### What is expected
Please count the lines in the entries below that contain the string "colored", and reply with that number alone.

--- Begin Input for this task ---

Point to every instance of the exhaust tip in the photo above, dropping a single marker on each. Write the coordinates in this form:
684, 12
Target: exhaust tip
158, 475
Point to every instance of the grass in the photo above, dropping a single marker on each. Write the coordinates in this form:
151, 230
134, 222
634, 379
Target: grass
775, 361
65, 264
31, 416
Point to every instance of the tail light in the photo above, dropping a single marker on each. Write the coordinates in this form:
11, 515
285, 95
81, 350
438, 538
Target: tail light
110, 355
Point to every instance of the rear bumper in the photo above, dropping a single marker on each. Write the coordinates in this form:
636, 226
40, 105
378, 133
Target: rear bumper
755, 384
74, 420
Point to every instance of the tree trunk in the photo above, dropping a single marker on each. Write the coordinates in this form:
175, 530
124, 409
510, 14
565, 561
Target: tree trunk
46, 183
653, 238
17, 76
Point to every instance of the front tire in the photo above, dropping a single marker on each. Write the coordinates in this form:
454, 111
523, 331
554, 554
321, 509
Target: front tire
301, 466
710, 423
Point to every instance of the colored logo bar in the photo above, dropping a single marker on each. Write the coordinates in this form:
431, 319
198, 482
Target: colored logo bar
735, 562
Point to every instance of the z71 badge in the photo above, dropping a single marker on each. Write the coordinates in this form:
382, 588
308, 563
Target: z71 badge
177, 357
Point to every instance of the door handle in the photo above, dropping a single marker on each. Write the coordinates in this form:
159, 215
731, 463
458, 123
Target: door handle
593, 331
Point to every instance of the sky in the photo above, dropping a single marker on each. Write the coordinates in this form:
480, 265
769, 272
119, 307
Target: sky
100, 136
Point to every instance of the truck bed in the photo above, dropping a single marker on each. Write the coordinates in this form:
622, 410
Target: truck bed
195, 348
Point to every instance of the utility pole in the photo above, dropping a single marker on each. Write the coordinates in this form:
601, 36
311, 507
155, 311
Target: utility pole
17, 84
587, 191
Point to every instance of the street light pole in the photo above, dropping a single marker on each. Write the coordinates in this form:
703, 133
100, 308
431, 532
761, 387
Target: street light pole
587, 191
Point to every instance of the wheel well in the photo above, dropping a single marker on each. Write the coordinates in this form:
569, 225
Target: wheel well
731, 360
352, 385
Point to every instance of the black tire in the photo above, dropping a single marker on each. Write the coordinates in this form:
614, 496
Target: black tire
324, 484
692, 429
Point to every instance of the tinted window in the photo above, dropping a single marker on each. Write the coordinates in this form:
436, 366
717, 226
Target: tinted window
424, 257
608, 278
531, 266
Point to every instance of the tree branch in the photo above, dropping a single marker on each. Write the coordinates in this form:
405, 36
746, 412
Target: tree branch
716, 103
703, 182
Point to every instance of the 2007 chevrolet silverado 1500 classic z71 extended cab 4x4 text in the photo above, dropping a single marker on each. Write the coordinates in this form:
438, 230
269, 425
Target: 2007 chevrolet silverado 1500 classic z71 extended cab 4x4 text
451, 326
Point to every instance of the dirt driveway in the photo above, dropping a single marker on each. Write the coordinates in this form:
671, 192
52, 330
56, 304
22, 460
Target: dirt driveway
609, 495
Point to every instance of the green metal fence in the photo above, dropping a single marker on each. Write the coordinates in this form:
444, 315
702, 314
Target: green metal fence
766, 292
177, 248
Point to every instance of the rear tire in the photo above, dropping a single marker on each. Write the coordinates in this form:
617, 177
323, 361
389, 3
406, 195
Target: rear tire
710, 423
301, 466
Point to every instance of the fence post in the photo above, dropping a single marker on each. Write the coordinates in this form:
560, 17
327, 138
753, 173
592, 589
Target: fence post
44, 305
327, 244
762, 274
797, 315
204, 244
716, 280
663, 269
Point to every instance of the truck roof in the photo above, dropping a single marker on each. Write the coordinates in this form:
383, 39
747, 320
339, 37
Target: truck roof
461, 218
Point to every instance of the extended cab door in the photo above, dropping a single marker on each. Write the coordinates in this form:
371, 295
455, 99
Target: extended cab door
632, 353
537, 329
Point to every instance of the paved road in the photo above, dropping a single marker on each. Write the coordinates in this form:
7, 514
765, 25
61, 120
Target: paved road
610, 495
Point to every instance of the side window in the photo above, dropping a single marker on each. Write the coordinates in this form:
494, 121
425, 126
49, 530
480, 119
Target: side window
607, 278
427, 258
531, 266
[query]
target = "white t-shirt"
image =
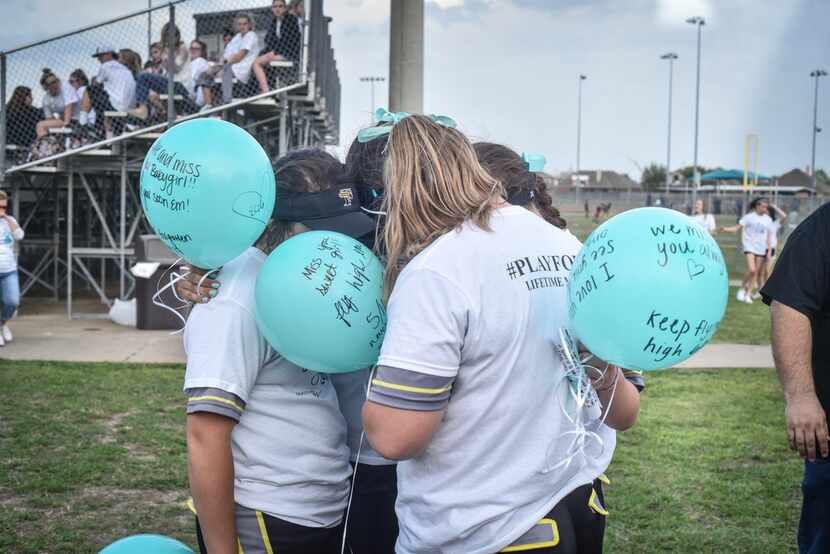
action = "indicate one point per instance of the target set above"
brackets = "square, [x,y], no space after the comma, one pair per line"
[485,308]
[119,84]
[351,393]
[707,221]
[755,230]
[8,260]
[289,446]
[242,69]
[197,67]
[54,105]
[775,228]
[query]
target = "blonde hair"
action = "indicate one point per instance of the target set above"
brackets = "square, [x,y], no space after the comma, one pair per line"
[433,184]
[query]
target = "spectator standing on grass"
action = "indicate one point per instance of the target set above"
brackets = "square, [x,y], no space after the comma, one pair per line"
[10,231]
[704,218]
[798,292]
[282,43]
[755,241]
[21,118]
[80,82]
[778,217]
[60,103]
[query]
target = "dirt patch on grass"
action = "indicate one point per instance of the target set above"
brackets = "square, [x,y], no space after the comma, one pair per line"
[114,424]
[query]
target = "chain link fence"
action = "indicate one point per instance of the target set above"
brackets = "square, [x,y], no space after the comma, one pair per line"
[100,82]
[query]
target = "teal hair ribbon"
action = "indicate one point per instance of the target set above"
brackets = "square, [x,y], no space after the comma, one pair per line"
[535,162]
[383,116]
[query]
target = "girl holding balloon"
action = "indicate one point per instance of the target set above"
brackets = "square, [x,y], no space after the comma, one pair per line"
[267,449]
[476,297]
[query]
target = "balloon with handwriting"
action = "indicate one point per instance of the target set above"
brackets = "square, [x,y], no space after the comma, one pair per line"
[207,188]
[143,544]
[648,289]
[319,302]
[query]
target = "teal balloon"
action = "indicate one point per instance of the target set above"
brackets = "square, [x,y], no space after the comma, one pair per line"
[146,544]
[319,302]
[648,289]
[207,188]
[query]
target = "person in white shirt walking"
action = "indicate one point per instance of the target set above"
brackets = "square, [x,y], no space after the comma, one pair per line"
[756,241]
[10,232]
[704,218]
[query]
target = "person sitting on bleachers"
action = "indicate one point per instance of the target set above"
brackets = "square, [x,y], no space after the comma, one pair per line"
[131,60]
[60,104]
[282,43]
[80,82]
[113,89]
[237,59]
[21,118]
[153,65]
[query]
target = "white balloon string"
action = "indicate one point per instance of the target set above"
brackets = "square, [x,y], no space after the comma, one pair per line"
[354,473]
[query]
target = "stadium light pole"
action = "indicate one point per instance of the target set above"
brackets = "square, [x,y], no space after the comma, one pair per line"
[579,122]
[671,56]
[815,74]
[699,22]
[372,81]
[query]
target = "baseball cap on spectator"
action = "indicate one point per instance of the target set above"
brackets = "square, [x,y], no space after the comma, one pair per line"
[105,49]
[336,209]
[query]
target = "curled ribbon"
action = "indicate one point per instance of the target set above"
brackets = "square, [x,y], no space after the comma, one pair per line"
[384,116]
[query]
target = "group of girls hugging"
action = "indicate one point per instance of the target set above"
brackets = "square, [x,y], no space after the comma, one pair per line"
[464,437]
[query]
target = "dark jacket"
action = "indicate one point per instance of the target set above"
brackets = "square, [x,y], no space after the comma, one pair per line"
[288,42]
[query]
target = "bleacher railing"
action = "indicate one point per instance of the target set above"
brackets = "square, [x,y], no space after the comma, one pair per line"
[31,136]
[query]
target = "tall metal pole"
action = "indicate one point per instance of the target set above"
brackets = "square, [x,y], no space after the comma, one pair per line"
[700,22]
[671,56]
[815,74]
[372,81]
[150,26]
[579,123]
[171,65]
[3,121]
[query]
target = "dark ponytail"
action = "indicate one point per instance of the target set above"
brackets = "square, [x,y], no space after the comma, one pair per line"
[524,188]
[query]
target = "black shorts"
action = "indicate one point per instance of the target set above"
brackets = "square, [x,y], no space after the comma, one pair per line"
[574,526]
[258,532]
[373,526]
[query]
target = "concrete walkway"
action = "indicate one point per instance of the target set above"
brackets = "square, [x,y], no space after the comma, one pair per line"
[49,335]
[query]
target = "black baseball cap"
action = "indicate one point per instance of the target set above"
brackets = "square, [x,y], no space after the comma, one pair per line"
[336,209]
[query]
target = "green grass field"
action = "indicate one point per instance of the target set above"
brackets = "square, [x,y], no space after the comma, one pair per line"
[743,323]
[93,452]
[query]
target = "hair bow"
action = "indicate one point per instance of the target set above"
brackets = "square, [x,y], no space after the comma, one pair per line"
[384,116]
[535,162]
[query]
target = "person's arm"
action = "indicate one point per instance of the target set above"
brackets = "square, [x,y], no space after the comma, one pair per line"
[210,468]
[398,434]
[14,227]
[625,406]
[792,346]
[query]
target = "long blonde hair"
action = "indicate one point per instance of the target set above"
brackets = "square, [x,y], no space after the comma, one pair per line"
[433,184]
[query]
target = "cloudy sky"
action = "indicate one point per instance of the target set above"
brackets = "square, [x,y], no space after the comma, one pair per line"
[507,71]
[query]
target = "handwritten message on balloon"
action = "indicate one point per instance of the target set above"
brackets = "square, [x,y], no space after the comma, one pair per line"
[319,302]
[648,289]
[207,188]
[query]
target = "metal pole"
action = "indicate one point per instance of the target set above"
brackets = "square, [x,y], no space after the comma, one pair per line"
[69,236]
[123,222]
[150,26]
[3,121]
[671,57]
[817,73]
[171,64]
[699,22]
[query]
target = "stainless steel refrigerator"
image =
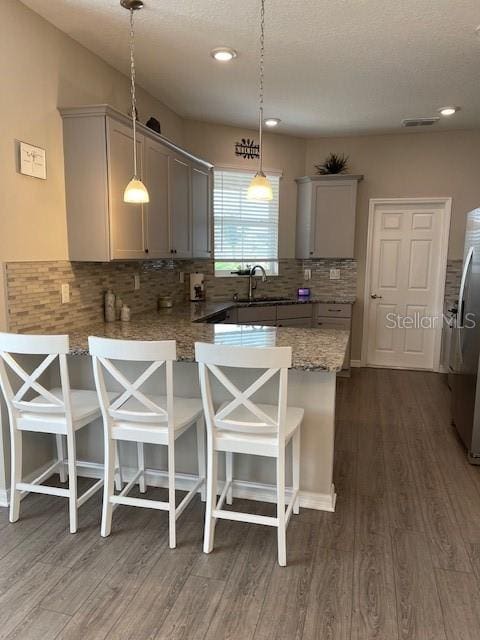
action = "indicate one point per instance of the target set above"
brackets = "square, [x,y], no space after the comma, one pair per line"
[464,376]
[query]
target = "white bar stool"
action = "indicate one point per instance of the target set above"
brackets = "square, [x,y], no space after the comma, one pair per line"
[241,426]
[137,417]
[60,411]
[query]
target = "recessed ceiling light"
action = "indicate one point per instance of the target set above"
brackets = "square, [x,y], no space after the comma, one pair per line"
[272,122]
[223,54]
[448,111]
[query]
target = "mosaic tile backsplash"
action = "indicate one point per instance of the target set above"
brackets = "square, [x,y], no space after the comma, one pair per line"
[34,298]
[34,302]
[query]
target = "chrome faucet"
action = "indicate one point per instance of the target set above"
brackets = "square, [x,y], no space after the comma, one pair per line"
[252,282]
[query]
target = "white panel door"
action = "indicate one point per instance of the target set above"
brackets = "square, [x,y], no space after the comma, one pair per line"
[405,262]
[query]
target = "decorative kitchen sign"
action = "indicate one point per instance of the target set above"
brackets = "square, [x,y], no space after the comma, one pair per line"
[33,161]
[247,149]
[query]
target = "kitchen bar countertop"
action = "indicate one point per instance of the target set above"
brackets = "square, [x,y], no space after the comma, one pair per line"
[313,349]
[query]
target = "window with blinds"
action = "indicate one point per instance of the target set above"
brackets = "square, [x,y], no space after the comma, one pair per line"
[246,233]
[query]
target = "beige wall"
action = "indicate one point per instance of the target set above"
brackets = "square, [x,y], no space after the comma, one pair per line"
[42,68]
[284,153]
[408,165]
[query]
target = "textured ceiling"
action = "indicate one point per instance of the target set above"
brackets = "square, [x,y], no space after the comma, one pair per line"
[332,66]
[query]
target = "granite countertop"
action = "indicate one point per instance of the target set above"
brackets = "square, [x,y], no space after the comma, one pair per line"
[318,348]
[208,309]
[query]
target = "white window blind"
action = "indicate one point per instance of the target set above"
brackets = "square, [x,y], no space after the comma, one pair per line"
[245,232]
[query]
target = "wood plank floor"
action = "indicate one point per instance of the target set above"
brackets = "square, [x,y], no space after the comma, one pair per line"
[398,560]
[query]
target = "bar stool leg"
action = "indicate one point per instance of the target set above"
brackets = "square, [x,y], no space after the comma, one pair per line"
[202,472]
[108,488]
[141,466]
[118,468]
[229,475]
[171,496]
[281,532]
[211,500]
[16,474]
[72,481]
[296,468]
[61,457]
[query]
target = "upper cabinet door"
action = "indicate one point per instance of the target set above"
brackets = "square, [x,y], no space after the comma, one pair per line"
[180,208]
[127,230]
[333,208]
[326,207]
[157,238]
[201,213]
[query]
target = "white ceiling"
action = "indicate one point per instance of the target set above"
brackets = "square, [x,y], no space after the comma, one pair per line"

--- End Input for this task ---

### Expected answer
2